» Records supplied
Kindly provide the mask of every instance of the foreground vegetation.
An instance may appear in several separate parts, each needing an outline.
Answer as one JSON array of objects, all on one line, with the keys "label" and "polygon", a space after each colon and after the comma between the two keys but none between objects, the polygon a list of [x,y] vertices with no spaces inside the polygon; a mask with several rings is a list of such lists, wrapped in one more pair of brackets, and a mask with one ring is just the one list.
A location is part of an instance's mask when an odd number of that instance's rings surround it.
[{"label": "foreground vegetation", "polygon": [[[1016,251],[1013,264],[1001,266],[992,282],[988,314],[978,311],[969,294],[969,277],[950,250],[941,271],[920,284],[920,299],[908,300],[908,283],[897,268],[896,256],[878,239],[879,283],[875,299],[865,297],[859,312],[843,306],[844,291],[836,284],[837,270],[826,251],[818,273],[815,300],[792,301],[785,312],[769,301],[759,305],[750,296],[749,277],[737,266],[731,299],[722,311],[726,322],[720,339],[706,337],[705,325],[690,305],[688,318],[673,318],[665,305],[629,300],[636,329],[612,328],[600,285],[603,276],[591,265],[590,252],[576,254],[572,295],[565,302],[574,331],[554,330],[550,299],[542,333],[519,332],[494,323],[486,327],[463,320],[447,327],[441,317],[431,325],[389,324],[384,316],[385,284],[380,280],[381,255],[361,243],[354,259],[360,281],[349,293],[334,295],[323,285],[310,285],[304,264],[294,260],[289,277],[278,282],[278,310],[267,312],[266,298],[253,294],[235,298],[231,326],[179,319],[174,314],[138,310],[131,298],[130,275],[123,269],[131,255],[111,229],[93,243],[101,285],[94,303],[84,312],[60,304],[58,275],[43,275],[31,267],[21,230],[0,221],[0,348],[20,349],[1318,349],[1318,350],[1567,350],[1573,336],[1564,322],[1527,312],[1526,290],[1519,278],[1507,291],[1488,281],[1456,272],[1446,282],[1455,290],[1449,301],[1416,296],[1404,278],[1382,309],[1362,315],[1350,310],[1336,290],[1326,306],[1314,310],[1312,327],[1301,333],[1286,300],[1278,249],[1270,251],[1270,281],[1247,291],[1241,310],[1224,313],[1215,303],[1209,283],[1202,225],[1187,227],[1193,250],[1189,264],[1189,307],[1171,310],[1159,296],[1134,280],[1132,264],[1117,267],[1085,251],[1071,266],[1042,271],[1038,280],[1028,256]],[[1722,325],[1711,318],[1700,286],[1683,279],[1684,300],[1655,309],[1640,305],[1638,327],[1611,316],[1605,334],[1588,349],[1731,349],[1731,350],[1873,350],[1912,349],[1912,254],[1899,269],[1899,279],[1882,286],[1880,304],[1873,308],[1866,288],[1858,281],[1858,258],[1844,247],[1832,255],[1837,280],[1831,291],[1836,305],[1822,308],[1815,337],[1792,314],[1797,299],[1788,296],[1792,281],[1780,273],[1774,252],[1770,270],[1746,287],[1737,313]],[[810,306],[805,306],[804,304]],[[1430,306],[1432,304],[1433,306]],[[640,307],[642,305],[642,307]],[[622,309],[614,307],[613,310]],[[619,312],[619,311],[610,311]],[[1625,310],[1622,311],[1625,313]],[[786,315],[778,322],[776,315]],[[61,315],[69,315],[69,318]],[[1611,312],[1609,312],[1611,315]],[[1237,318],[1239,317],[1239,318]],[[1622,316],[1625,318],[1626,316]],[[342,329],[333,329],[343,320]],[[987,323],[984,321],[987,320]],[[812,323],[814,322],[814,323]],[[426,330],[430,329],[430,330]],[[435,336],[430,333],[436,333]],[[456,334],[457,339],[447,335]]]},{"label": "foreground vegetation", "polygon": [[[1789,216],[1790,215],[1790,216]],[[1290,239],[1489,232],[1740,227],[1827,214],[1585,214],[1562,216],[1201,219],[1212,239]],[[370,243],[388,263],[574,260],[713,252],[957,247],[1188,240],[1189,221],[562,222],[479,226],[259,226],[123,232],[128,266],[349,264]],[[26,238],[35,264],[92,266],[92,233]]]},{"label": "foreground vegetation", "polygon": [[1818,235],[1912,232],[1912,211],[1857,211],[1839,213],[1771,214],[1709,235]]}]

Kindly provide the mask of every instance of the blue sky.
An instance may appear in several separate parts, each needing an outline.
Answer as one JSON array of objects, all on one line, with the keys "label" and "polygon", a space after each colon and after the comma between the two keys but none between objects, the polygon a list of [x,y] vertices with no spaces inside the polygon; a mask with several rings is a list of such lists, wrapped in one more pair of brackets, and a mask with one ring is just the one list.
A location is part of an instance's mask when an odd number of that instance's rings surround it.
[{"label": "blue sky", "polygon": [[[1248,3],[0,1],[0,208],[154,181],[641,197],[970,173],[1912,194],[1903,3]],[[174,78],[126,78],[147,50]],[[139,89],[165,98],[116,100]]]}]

» Work order
Would you please repeat all the entries exactly as written?

» Output of the exercise
Kindly provide the mask of every instance of the foreground vegetation.
An instance may appear in several separate parts, each needing an outline.
Answer as one JSON array of objects, all on one line, with the keys "label" and "polygon", a space after each colon and after the comma between the two keys but none between objects, the polygon a list of [x,y] vertices with no spaces inside the polygon; a mask with several rings is a list of such lists, wrapped in one more pair of brackets, and a mask with one ring is just the one list.
A location is part of an instance's mask when an odd number of that instance's rings surround it.
[{"label": "foreground vegetation", "polygon": [[[1016,251],[1013,264],[1001,266],[992,282],[988,314],[978,311],[969,294],[969,277],[950,250],[941,271],[920,284],[920,299],[908,300],[908,283],[897,268],[896,256],[878,239],[879,283],[875,299],[865,297],[859,312],[843,306],[844,291],[836,284],[837,270],[826,251],[818,273],[815,300],[792,301],[785,312],[769,301],[759,305],[750,296],[749,277],[737,266],[731,299],[722,311],[726,322],[720,339],[706,337],[705,325],[690,305],[688,318],[673,318],[665,305],[629,300],[636,329],[612,328],[600,285],[603,276],[591,265],[590,252],[576,254],[572,295],[565,302],[574,331],[554,330],[550,299],[542,333],[519,332],[494,323],[486,327],[463,320],[447,327],[441,317],[431,325],[389,324],[384,316],[385,284],[380,280],[381,255],[361,243],[354,259],[360,281],[349,293],[334,295],[323,285],[310,285],[304,264],[294,260],[289,277],[278,282],[278,310],[267,312],[266,298],[253,294],[235,298],[231,326],[179,319],[174,314],[138,310],[131,298],[130,275],[123,269],[131,255],[111,229],[93,243],[101,285],[94,303],[84,312],[60,304],[58,275],[43,275],[31,267],[21,230],[0,221],[0,348],[20,349],[1318,349],[1318,350],[1567,350],[1573,336],[1564,322],[1527,312],[1526,290],[1519,278],[1507,291],[1488,281],[1456,272],[1446,282],[1455,290],[1449,301],[1416,296],[1404,278],[1382,309],[1362,315],[1350,310],[1336,290],[1326,306],[1314,310],[1312,327],[1301,333],[1286,300],[1278,249],[1270,251],[1270,281],[1247,291],[1241,310],[1224,313],[1215,303],[1209,283],[1202,225],[1187,227],[1193,250],[1189,264],[1189,307],[1171,310],[1159,296],[1134,280],[1132,264],[1117,267],[1085,251],[1071,266],[1042,271],[1038,280],[1028,256]],[[1722,325],[1711,318],[1700,286],[1683,279],[1684,300],[1655,309],[1640,305],[1638,327],[1611,316],[1605,334],[1588,349],[1731,349],[1731,350],[1873,350],[1912,349],[1912,254],[1899,269],[1899,279],[1882,286],[1880,304],[1873,308],[1866,288],[1858,281],[1858,258],[1844,247],[1832,255],[1837,280],[1831,291],[1836,305],[1822,308],[1815,337],[1792,314],[1797,299],[1788,296],[1792,281],[1780,273],[1774,252],[1770,270],[1746,287],[1737,313]],[[810,306],[805,306],[804,304]],[[1430,306],[1432,304],[1433,306]],[[640,307],[642,305],[642,307]],[[622,309],[614,307],[613,310]],[[619,312],[619,311],[610,311]],[[1625,310],[1622,311],[1625,313]],[[786,315],[778,322],[776,315]],[[61,315],[69,315],[69,318]],[[1611,312],[1609,312],[1611,315]],[[1237,318],[1239,317],[1239,318]],[[1622,316],[1625,318],[1626,316]],[[342,329],[333,329],[343,320]],[[987,323],[984,321],[987,320]],[[812,323],[814,322],[814,323]],[[426,330],[430,329],[430,330]],[[435,336],[430,333],[436,333]],[[456,334],[457,339],[447,335]]]},{"label": "foreground vegetation", "polygon": [[[1789,216],[1790,215],[1790,216]],[[1290,239],[1489,232],[1740,227],[1827,214],[1585,214],[1562,216],[1201,219],[1212,239]],[[370,243],[388,263],[574,260],[713,252],[957,247],[1188,240],[1189,221],[562,222],[479,226],[259,226],[123,232],[128,266],[349,264]],[[26,238],[35,264],[92,266],[92,233]]]},{"label": "foreground vegetation", "polygon": [[1818,235],[1912,232],[1912,211],[1857,211],[1839,213],[1771,214],[1709,235]]}]

Kindly provide the mask of every instance of the blue sky.
An instance may appear in several separate parts, each needing an outline.
Answer as one JSON array of objects, all on one line, with the keys "label" and "polygon", a space after each colon and after the comma between the two keys but none between objects, the polygon a list of [x,y] vertices with no spaces inside the polygon; a mask with several rings is a list of such lists, wrapped in one more pair of brackets, and a mask with one ring is just the one list.
A location is part of an instance's mask when an odd number of that instance's rings surround it.
[{"label": "blue sky", "polygon": [[[1248,3],[0,1],[0,208],[154,181],[641,197],[970,173],[1912,194],[1903,3]],[[174,78],[126,78],[147,50]],[[139,89],[165,98],[116,100]]]}]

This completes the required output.